## INSTRUÇÕES DA TAREFA
Transcreva na íntegra o trecho sobre as cabanas de refúgio na montanha que vem a seguir, sem alterar nenhuma palavra nem sinal de pontuação.

## TRECHO
-------------------------
Foto: Lily Crossley-Baxter / BBC News Brasil

 

Era um dos últimos fins de semana antes das cabanas que servem de refúgio na montanha, conhecidas como “yamagoya”, fecharem para o inverno. Essas cabanas — que recebem seus suprimentos de helicóptero todos os meses e são administradas por funcionários que moram no local — oferecem acomodações simples e refeições caseiras.

Sendo a única conexão com o mundo exterior, as cabanas representam uma rede vital nas cordilheiras remotas, recomendando as melhores rotas com base na previsão do tempo e fazendo um controle dos andarilhos para garantir que ninguém se perca ou fique para trás.

Quando chegamos à primeira cabana para descansar, paramos para comer um curry nepalês e enchemos nossas garrafas com água fresca da montanha na torneira.

Depois de uma caminhada de 12 km, chegamos à cabana onde passaríamos a noite. Mesmo após anos de intemperismo, a estrutura ainda era forte, garantiu nosso anfitrião, batendo nas tábuas de madeira enquanto nos conduzia até os dormitórios compartilhados.
-------------------------
## LISTAGEM
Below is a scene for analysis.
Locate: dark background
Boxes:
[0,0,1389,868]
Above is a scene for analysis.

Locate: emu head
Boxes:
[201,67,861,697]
-------------------------
## RESULTADO DA TAREFA
Foto: Lily Crossley-Baxter / BBC News Brasil

 

Era um dos últimos fins de semana antes das cabanas que servem de refúgio na montanha, conhecidas como “yamagoya”, fecharem para o inverno. Essas cabanas — que recebem seus suprimentos de helicóptero todos os meses e são administradas por funcionários que moram no local — oferecem acomodações simples e refeições caseiras.

Sendo a única conexão com o mundo exterior, as cabanas representam uma rede vital nas cordilheiras remotas, recomendando as melhores rotas com base na previsão do tempo e fazendo um controle dos andarilhos para garantir que ninguém se perca ou fique para trás.

Quando chegamos à primeira cabana para descansar, paramos para comer um curry nepalês e enchemos nossas garrafas com água fresca da montanha na torneira.

Depois de uma caminhada de 12 km, chegamos à cabana onde passaríamos a noite. Mesmo após anos de intemperismo, a estrutura ainda era forte, garantiu nosso anfitrião, batendo nas tábuas de madeira enquanto nos conduzia até os dormitórios compartilhados.